─── LISTING ───

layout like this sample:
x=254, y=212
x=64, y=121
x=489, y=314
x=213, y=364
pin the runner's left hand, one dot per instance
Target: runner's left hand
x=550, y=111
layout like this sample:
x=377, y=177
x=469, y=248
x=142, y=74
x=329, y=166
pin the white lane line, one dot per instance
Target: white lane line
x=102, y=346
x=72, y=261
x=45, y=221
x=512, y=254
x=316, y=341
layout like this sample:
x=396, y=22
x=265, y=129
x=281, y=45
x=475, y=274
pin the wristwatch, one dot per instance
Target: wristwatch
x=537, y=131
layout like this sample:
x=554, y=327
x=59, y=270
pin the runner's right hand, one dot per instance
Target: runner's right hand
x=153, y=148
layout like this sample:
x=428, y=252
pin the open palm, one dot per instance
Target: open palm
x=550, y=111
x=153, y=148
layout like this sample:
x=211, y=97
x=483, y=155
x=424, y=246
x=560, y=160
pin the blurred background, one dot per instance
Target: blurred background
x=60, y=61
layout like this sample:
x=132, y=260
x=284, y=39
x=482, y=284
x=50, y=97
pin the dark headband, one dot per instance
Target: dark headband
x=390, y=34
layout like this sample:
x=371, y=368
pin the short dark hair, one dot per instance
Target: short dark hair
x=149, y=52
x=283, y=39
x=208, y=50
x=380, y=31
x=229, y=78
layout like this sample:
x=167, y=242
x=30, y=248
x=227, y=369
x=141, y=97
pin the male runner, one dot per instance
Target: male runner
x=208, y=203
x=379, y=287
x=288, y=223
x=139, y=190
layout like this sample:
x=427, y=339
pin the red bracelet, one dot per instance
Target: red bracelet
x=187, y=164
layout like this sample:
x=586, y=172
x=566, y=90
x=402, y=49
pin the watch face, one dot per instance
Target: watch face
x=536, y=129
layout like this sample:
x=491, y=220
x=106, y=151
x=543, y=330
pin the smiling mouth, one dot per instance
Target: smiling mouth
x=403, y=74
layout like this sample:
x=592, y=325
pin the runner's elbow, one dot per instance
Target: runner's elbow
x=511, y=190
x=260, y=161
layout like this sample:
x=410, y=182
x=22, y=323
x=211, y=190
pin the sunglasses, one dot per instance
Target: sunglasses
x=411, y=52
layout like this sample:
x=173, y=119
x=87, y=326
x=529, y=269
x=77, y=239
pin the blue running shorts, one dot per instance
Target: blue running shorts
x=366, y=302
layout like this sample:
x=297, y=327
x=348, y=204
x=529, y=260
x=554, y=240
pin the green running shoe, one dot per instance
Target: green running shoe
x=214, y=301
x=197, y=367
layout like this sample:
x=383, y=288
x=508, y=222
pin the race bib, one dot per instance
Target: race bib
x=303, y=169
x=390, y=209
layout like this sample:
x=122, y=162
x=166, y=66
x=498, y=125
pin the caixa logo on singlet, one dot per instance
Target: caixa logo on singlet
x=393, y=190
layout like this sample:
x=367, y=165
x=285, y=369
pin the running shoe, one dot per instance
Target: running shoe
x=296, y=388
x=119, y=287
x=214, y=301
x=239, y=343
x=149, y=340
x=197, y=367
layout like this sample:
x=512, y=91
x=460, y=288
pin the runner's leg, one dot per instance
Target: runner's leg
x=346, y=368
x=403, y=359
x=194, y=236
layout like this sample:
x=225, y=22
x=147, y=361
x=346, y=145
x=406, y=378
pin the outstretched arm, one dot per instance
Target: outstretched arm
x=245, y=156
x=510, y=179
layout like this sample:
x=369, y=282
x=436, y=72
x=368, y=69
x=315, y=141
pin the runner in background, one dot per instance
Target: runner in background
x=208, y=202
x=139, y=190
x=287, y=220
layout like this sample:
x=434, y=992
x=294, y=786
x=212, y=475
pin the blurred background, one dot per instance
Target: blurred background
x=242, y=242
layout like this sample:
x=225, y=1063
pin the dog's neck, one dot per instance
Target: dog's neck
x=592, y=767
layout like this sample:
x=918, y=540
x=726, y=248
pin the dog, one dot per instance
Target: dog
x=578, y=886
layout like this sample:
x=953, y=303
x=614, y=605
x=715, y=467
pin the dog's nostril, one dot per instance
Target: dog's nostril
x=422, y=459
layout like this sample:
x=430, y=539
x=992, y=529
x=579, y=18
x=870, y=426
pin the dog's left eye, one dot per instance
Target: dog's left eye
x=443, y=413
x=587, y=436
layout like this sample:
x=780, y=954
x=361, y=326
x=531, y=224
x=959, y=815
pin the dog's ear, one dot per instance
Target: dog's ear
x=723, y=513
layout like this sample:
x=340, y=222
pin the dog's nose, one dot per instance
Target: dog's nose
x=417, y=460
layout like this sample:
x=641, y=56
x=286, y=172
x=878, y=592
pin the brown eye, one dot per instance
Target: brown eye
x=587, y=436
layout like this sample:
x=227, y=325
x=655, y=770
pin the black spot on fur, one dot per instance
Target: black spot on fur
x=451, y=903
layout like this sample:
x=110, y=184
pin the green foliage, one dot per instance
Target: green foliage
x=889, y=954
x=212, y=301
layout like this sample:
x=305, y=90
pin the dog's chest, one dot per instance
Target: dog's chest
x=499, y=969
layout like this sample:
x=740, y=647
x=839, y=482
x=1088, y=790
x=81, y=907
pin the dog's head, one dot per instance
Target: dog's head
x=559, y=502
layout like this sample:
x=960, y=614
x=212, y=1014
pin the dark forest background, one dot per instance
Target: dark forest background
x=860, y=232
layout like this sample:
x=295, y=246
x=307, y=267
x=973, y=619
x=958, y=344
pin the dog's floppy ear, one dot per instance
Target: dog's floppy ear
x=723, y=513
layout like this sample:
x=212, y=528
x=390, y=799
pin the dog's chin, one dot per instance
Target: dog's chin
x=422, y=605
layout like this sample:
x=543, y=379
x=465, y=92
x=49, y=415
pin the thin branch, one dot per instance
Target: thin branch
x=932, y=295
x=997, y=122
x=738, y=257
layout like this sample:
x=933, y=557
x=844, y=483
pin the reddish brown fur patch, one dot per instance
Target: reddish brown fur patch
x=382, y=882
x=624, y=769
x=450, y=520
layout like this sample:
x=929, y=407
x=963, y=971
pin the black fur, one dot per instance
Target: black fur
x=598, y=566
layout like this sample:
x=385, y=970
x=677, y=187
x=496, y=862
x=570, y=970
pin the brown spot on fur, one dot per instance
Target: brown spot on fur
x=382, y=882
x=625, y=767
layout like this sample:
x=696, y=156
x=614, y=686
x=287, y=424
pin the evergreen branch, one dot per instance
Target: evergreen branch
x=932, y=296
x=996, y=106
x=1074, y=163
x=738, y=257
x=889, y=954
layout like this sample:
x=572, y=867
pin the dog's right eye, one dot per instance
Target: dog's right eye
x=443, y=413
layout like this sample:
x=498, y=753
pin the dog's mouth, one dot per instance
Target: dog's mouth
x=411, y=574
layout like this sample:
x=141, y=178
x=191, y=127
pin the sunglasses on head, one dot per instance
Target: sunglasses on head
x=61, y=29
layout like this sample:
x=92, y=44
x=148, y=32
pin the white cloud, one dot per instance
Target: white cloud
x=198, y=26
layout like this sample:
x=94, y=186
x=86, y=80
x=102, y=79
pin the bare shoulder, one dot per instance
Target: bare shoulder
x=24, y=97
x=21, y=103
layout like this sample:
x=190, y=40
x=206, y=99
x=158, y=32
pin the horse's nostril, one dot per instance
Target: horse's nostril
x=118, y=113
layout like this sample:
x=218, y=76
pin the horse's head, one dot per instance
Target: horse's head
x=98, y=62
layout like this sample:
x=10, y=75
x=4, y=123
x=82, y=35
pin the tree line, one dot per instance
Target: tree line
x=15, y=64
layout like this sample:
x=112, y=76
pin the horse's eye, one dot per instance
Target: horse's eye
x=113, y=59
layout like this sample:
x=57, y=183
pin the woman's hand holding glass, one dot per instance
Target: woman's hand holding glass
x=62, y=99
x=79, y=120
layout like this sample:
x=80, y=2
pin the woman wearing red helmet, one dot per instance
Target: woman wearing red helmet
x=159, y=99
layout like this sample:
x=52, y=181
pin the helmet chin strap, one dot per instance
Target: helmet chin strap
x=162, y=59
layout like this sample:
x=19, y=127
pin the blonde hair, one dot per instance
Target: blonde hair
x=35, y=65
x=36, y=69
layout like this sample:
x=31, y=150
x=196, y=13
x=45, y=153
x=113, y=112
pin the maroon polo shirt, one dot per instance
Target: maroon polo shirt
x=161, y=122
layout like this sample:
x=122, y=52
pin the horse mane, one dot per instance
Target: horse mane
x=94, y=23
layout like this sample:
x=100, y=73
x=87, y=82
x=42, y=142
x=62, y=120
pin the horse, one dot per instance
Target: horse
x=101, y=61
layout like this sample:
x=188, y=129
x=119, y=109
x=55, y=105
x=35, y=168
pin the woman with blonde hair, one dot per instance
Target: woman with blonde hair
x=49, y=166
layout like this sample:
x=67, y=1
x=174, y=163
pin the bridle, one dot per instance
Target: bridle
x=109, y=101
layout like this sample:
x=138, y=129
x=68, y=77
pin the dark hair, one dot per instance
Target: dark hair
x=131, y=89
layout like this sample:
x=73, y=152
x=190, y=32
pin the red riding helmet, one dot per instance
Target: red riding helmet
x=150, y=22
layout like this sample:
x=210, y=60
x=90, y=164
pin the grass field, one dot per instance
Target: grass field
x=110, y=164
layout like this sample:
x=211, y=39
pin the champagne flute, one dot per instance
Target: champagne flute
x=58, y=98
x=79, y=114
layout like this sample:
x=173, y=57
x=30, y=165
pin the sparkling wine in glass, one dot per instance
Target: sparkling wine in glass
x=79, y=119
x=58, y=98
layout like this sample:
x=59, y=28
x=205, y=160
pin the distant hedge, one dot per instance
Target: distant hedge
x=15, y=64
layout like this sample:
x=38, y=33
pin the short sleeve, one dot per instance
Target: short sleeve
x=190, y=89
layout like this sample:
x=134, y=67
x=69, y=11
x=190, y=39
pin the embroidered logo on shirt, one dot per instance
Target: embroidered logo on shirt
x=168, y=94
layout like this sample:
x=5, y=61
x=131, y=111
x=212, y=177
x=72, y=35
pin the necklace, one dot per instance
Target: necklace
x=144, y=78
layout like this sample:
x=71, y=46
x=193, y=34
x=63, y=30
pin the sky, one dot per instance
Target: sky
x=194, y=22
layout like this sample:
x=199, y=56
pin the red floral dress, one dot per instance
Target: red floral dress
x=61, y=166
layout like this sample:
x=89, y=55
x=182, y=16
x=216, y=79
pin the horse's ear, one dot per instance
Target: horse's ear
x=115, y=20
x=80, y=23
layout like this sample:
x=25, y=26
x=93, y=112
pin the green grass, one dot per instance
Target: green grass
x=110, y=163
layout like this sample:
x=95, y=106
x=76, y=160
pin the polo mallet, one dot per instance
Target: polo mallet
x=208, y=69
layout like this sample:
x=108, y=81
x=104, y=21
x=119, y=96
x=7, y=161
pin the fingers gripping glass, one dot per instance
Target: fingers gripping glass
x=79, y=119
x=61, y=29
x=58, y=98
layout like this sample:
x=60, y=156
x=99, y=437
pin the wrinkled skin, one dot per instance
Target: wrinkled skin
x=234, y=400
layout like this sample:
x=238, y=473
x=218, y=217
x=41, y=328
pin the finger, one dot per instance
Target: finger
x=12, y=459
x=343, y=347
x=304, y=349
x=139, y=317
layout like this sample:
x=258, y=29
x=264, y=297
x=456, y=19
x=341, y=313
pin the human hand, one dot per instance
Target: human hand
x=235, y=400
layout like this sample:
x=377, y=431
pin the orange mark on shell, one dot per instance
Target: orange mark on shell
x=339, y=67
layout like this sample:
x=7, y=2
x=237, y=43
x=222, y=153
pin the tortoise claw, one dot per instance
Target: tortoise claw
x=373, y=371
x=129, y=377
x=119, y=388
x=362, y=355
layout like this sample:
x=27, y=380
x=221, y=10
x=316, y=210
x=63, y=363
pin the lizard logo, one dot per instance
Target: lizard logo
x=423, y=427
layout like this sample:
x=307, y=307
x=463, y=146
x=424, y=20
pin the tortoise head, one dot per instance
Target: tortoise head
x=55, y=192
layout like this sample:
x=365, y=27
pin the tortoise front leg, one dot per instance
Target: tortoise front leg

───

Please render the lines from the first one up to and including the line with "x=229, y=78" as a JSON list of strings, one string per line, leaving out any blank lines.

[
  "layout like this sample:",
  "x=254, y=212",
  "x=64, y=121",
  "x=489, y=314",
  "x=213, y=364",
  "pin the runner's left hand, one dot per instance",
  "Target: runner's left hand",
  "x=550, y=111",
  "layout like this sample:",
  "x=377, y=177",
  "x=469, y=248",
  "x=142, y=74",
  "x=329, y=166",
  "pin the white lane line, one dot per instance",
  "Target: white lane line",
  "x=102, y=346",
  "x=72, y=261",
  "x=45, y=221",
  "x=512, y=254",
  "x=316, y=341",
  "layout like this sample:",
  "x=396, y=22",
  "x=265, y=129",
  "x=281, y=45",
  "x=475, y=274",
  "pin the wristwatch, one dot per instance",
  "Target: wristwatch",
  "x=537, y=131",
  "layout like this sample:",
  "x=554, y=327",
  "x=59, y=270",
  "pin the runner's right hand, one dot per instance",
  "Target: runner's right hand",
  "x=153, y=148",
  "layout like this sample:",
  "x=428, y=252",
  "pin the open palm, one dot per instance",
  "Target: open palm",
  "x=550, y=111",
  "x=153, y=148",
  "layout like this sample:",
  "x=211, y=97",
  "x=483, y=155",
  "x=424, y=246",
  "x=560, y=160",
  "pin the blurred background, one dot per instance",
  "Target: blurred background",
  "x=60, y=61",
  "layout like this sample:",
  "x=132, y=260",
  "x=284, y=39",
  "x=482, y=284",
  "x=50, y=97",
  "pin the dark headband, one dot per instance",
  "Target: dark headband",
  "x=390, y=34",
  "layout like this sample:",
  "x=371, y=368",
  "pin the short dark hair, one dot per instance",
  "Target: short dark hair",
  "x=149, y=52",
  "x=283, y=39",
  "x=208, y=50",
  "x=380, y=31",
  "x=229, y=78"
]